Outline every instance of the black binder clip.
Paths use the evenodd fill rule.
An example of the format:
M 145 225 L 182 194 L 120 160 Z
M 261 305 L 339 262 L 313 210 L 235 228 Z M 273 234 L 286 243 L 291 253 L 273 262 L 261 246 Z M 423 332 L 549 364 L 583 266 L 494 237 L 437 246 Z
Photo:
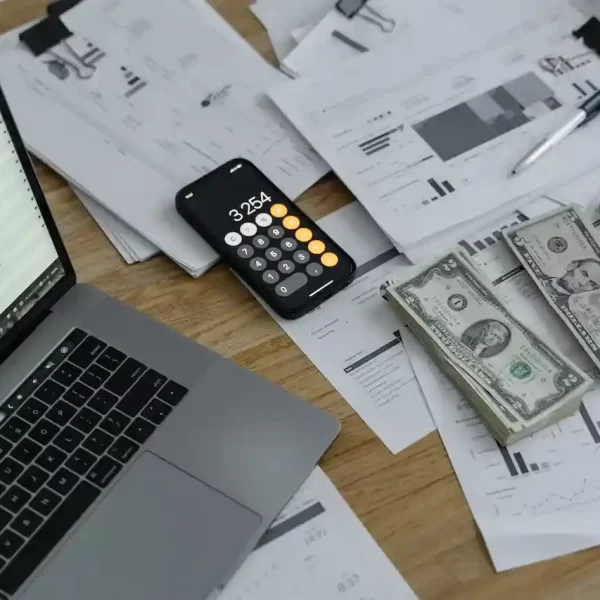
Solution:
M 579 29 L 576 29 L 573 35 L 590 50 L 600 55 L 600 21 L 596 17 L 592 17 Z
M 392 33 L 396 29 L 396 19 L 386 17 L 369 5 L 369 0 L 338 0 L 336 10 L 348 19 L 359 17 L 381 29 L 383 33 Z
M 67 41 L 73 33 L 56 16 L 46 17 L 33 27 L 21 32 L 19 39 L 34 56 L 47 54 L 49 60 L 44 61 L 48 68 L 59 78 L 66 79 L 69 69 L 79 79 L 90 79 L 96 72 L 96 66 L 80 56 Z M 62 50 L 62 54 L 58 50 Z

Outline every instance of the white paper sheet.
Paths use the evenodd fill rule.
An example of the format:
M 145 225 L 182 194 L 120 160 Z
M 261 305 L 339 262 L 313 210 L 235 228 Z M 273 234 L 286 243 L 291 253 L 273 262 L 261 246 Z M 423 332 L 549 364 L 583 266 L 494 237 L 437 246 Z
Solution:
M 219 600 L 416 600 L 318 467 Z
M 292 77 L 317 70 L 335 72 L 340 63 L 363 52 L 380 48 L 404 35 L 411 28 L 425 28 L 432 19 L 444 20 L 448 28 L 478 11 L 484 2 L 455 0 L 369 0 L 358 14 L 348 19 L 333 8 L 313 27 L 301 43 L 285 57 L 281 68 Z
M 358 202 L 319 221 L 358 265 L 354 282 L 295 321 L 271 312 L 388 449 L 404 450 L 434 429 L 397 318 L 380 286 L 407 264 Z
M 292 198 L 327 171 L 263 94 L 285 77 L 207 5 L 91 0 L 62 19 L 97 70 L 81 80 L 63 47 L 57 63 L 15 44 L 1 71 L 24 138 L 192 274 L 216 255 L 175 211 L 183 185 L 239 155 Z
M 73 188 L 73 192 L 127 263 L 144 262 L 158 253 L 156 246 L 127 227 L 85 192 L 76 187 Z
M 471 258 L 525 323 L 598 377 L 503 241 Z M 600 544 L 600 387 L 586 394 L 580 412 L 503 449 L 420 344 L 402 333 L 496 569 Z
M 535 3 L 524 5 L 531 10 Z M 507 177 L 517 158 L 570 114 L 580 94 L 574 84 L 590 94 L 600 87 L 600 60 L 590 52 L 589 62 L 560 76 L 540 66 L 547 55 L 582 53 L 564 34 L 581 15 L 563 2 L 537 4 L 537 20 L 530 15 L 518 26 L 504 4 L 485 6 L 498 6 L 500 14 L 488 14 L 481 31 L 472 23 L 468 33 L 460 23 L 449 31 L 433 24 L 421 39 L 411 31 L 344 63 L 335 78 L 304 77 L 271 92 L 402 248 L 502 206 L 509 210 L 600 162 L 593 150 L 600 123 L 592 123 L 545 157 L 543 167 Z M 456 44 L 447 43 L 449 36 Z M 438 38 L 445 56 L 454 56 L 443 65 L 432 54 Z M 487 50 L 474 51 L 477 44 Z M 411 60 L 390 70 L 398 56 Z
M 292 32 L 314 26 L 333 8 L 337 0 L 256 0 L 250 5 L 262 23 L 279 62 L 296 47 Z

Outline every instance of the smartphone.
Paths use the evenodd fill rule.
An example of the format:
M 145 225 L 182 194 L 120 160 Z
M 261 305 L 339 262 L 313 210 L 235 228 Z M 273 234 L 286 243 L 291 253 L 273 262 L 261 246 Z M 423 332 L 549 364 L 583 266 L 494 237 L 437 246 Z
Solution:
M 356 264 L 250 161 L 185 186 L 179 214 L 278 315 L 296 319 L 352 280 Z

==================================================

What you will do. Only a number is wanted. How many lines of the entries above carry "Outline"?

Answer space. 3